The liability of Guarantor under the Repayment Guaranty and the Completion Guaranty shall be a continuing liability and shall not be affected by (nor shall anything herein contained be deemed a limitation upon) the amount of credit which may be extended to Borrower or the number of transactions with Borrower, it being the understanding of Guarantor that Guarantor’s liability shall continue hereunder so long as there are any Obligations of Borrower outstanding.
2. Completion. For purpose of the Completion Guaranty, completion of the Project free and clear of liens shall be deemed to have occurred upon Completion.
3. Obligations of Guarantor Upon Default by Borrower.
a. With respect to the Payment Guaranty, upon an Event of Default (which would include the passage of any applicable notice or grace period), an independent action may be taken to collect from the Guarantor the outstanding Obligations whether or not any action has been taken against Borrower or any of the Collateral.
b. With respect to the Completion Guaranty, the Guarantor shall guarantee the obligations of Borrower under Section 5.1 of the Loan Agreement, and, if applicable, the obligations of Borrower under Section 6.3 of the Loan Agreement. Without in any way limiting the above obligations of Guarantor with respect to those provisions of the Loan Agreement, Banks may make, in their sole discretion, the undisbursed Loan funds available to Guarantor (pursuant to the terms and conditions of the Loan Documents) for the purposes of completing the Project and fulfilling Guarantor’s completion obligations under this Guaranty. The decision of Banks to make such undisbursed Loan funds available to Guarantor may be based upon, among other things: (x) there being no continuing Event of Default attributable to Guarantor; and (y) Borrower (and/or Guarantor) having provided to Banks all required equity funding under the Loan Agreement.
c. Notwithstanding anything herein to the contrary, Guarantor’s obligation under the Completion Guaranty shall be met at any time if Guarantor (a) pays off in full all outstanding principal, accrued interest, and other outstanding amounts under the Real Estate Loan, (b) pays off all outstanding principal, accrued interest, and other outstanding amounts under the Aggregate Revolving Commitment including the posting of cash collateral for any outstanding Facility LCs in accordance with the terms of the Loan Agreement, and (c) delivers to the Administrative Bank a written acknowledgment from Guarantor and Borrower indicating that the Aggregate Revolving Commitment and the Real Estate Commitment are terminated and the Banks have no further obligation with respect thereto.

What you need to do ::
(1) Update the guaranty provisions from "The liability of" up to and including "Default by Borrower.", replacing "Borrower" with "Obligor".
(2) From the guaranty provisions, list every action in paragraph c that the Guarantor must take for its obligation under the Completion Guaranty to be met.

Listed records ::
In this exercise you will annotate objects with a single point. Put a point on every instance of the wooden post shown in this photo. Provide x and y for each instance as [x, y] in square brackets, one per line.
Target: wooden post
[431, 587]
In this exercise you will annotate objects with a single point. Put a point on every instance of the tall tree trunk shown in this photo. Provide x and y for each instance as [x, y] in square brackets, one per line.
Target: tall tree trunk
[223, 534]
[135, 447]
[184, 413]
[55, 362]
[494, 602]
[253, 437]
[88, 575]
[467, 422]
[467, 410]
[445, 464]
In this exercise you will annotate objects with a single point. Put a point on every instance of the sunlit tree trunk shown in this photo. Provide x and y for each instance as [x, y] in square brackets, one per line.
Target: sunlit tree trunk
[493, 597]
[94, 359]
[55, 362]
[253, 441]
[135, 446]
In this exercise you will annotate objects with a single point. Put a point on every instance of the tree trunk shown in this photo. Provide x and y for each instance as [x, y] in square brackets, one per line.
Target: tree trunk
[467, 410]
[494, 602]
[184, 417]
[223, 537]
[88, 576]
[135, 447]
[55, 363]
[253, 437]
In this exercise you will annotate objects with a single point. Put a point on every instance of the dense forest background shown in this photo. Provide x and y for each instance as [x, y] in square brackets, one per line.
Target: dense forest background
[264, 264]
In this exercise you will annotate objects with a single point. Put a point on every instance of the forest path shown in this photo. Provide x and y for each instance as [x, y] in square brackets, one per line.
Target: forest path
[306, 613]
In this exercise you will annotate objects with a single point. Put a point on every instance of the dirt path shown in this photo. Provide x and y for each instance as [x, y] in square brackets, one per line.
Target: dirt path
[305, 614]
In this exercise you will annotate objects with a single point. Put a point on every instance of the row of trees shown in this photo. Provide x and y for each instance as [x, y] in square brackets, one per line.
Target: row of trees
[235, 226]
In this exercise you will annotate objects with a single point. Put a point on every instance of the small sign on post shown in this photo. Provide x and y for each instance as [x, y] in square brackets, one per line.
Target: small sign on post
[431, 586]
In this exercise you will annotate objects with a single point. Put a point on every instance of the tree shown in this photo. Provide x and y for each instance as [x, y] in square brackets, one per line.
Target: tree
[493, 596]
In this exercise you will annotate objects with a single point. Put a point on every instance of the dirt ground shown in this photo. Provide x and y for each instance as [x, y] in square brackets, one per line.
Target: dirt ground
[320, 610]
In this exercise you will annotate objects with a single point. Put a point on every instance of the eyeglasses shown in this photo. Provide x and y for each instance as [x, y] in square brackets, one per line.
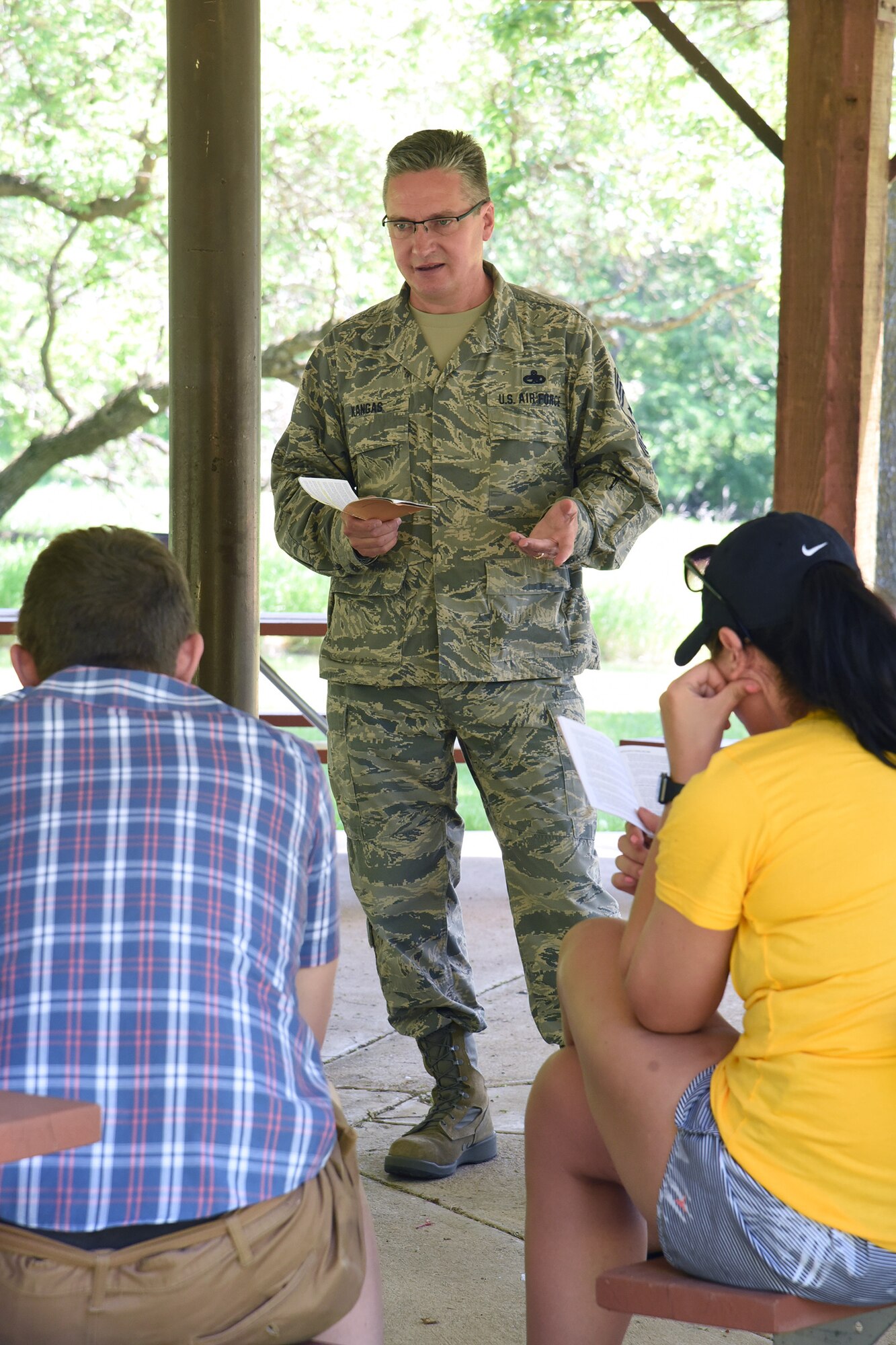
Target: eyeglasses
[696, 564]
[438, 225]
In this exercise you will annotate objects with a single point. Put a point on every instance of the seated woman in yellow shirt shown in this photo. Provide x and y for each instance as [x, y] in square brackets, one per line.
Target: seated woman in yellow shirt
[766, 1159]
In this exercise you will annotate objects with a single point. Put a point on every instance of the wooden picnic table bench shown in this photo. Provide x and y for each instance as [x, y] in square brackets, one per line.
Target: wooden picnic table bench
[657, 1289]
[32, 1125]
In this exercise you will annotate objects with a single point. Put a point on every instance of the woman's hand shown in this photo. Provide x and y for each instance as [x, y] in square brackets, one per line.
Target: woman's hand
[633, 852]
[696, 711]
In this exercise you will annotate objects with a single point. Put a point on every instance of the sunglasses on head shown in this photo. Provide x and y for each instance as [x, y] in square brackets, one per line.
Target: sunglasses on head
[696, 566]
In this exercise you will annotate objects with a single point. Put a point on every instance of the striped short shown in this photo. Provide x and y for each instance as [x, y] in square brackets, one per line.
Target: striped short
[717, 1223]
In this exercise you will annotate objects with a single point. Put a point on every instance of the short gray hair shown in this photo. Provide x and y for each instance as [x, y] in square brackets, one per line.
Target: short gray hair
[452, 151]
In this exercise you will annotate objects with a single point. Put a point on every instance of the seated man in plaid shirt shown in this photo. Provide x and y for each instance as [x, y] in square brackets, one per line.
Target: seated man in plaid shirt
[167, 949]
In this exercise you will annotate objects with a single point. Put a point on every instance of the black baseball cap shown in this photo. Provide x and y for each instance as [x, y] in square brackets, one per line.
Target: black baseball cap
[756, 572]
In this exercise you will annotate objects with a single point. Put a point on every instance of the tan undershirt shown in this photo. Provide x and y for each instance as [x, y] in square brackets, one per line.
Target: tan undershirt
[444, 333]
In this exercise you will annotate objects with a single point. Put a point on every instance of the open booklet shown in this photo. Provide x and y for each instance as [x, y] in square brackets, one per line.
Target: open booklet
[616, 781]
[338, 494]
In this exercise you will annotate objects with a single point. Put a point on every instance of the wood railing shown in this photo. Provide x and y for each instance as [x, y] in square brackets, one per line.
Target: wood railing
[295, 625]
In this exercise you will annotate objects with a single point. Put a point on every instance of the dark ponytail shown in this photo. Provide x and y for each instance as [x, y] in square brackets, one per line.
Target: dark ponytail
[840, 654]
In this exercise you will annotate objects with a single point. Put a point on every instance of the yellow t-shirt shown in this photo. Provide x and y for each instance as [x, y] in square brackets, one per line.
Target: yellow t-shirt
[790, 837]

* * *

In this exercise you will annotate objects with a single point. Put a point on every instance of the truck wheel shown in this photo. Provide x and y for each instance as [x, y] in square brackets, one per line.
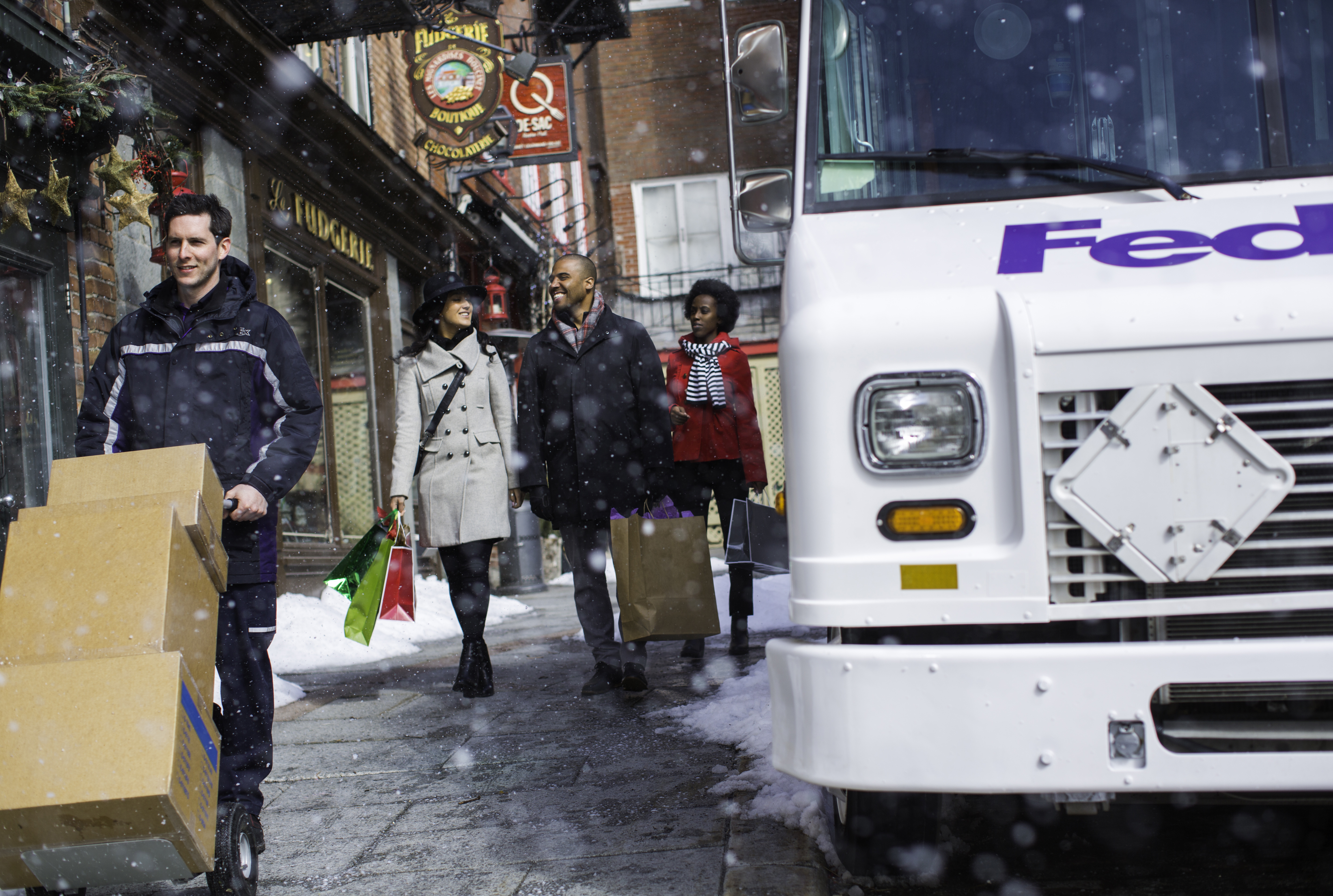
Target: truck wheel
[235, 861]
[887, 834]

Expected outputs ::
(1)
The liability of Guarantor under the Repayment Guaranty and the Completion Guaranty shall be a continuing liability and shall not be affected by (nor shall anything herein contained be deemed a limitation upon) the amount of credit which may be extended to Obligor or the number of transactions with Obligor, it being the understanding of Guarantor that Guarantor’s liability shall continue hereunder so long as there are any Obligations of Obligor outstanding.
2. Completion. For purpose of the Completion Guaranty, completion of the Project free and clear of liens shall be deemed to have occurred upon Completion.
3. Obligations of Guarantor Upon Default by Obligor.

(2)
- Pay off in full all outstanding principal, accrued interest, and other outstanding amounts under the Real Estate Loan.
- Pay off all outstanding principal, accrued interest, and other outstanding amounts under the Aggregate Revolving Commitment, including posting cash collateral for any outstanding Facility LCs in accordance with the terms of the Loan Agreement.
- Deliver to the Administrative Bank a written acknowledgment from Guarantor and Borrower indicating that the Aggregate Revolving Commitment and the Real Estate Commitment are terminated and the Banks have no further obligation with respect thereto.